Page:
=======

We find that in situations of perceptual competition, the perceptual coherence between a sound element (the target) and one object (the vowel) can be sufficient to prevent the target from binding with another object (the tones) but still insufficient to bind the element with the first object. In one of our conditions, this results in the target element falling into a form of perceptual limbo, where it belongs to neither competing object. The finding provides an interesting counterpart to duplex perception, or coallocation, whereby a single sound element contributes to two perceptual objects at once (12, 22). In contrast, we observe nonallocation, whereby the element does not strongly contribute to either object and is also not heard as an independent object. It is important to note, however, that the target is not undetectable: subjects can easily distinguish between sequences that contain the target and those that do not, even when the target fails to bind with either tones or vowel. We next consider some possible explanations for this effect.

=======

Dataset rows:
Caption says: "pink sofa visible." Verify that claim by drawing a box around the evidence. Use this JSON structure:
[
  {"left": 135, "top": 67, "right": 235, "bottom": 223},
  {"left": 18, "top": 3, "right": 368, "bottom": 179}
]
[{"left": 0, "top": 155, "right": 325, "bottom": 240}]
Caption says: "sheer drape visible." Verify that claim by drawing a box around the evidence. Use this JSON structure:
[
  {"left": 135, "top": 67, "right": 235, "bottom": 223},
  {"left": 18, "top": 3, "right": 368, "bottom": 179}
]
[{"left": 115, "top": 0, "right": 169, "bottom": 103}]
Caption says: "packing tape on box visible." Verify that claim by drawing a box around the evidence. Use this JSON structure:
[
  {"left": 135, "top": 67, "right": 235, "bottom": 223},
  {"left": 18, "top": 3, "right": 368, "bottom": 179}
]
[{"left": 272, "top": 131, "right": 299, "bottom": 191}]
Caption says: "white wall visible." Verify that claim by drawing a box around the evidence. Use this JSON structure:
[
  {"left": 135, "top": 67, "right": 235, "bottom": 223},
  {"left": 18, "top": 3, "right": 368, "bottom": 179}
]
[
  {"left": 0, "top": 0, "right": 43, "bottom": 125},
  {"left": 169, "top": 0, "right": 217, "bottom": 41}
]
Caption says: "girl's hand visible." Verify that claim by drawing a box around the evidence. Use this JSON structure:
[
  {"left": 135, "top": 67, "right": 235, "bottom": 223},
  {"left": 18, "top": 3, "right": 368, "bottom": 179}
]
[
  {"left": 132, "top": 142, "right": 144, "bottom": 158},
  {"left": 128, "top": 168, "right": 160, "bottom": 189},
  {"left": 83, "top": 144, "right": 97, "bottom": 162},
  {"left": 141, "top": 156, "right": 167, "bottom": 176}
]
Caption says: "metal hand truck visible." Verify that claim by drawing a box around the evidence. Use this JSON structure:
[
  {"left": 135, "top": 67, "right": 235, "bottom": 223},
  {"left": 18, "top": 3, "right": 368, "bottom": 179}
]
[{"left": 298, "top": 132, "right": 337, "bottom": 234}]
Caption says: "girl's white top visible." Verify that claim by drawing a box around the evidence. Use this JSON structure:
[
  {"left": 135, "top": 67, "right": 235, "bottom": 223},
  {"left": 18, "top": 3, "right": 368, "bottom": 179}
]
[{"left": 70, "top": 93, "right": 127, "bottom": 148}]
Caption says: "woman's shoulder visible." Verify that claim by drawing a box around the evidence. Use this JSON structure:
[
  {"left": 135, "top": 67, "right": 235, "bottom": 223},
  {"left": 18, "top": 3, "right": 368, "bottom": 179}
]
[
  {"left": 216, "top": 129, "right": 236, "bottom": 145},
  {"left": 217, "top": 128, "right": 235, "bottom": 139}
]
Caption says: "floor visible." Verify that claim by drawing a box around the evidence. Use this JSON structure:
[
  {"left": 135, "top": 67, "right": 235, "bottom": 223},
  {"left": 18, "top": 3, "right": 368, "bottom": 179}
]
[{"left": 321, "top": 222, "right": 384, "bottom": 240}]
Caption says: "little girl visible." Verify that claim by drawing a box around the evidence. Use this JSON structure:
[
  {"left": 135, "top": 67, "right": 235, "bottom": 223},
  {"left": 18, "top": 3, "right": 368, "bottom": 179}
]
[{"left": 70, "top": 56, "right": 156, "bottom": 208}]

=======

Exercises:
1. In the passage on perceptual competition, what term denotes the case in which a sound element contributes strongly to neither object and is not heard as an independent object?
2. Write the next part of the passage on perceptual competition, beginning after its final sentence.
The entries are irrelevant to what is asked here.

The replies:
1. Nonallocation.

2.
Certain forms of neural adaptation may contribute to our results. If the preceding sequence of tones reduces the target's “internal” level, the target contribution to the vowel will be reduced. However, because all of the tones would be perceived at the same level as the adapted target, the contribution of the target to the tones would be unaffected. Thus, if adaptation were the only effect present, a skewed form of energy trade would occur and results would fall along one of the thin lines in Fig. 3C. Data for three conditions are consistent with peripheral adaptation reducing the effective target level by ≈4 dB. However, this level of adaptation cannot account for the condition in which the target spatial cues match those of the vowel but not the tones. Moreover, many studies have shown that the loudness of targets is not reduced by preceding tones of the same intensity (like those in our experiment), making it unlikely that our results are due solely to an internal attenuation of the target (2325). In addition, earlier similar studies have also concluded that adaptation cannot account for the effects of a preceding sequential stream on perception (26). However, to address the issue more directly, we undertook a supplemental control experiment [see supporting information (SI) Text].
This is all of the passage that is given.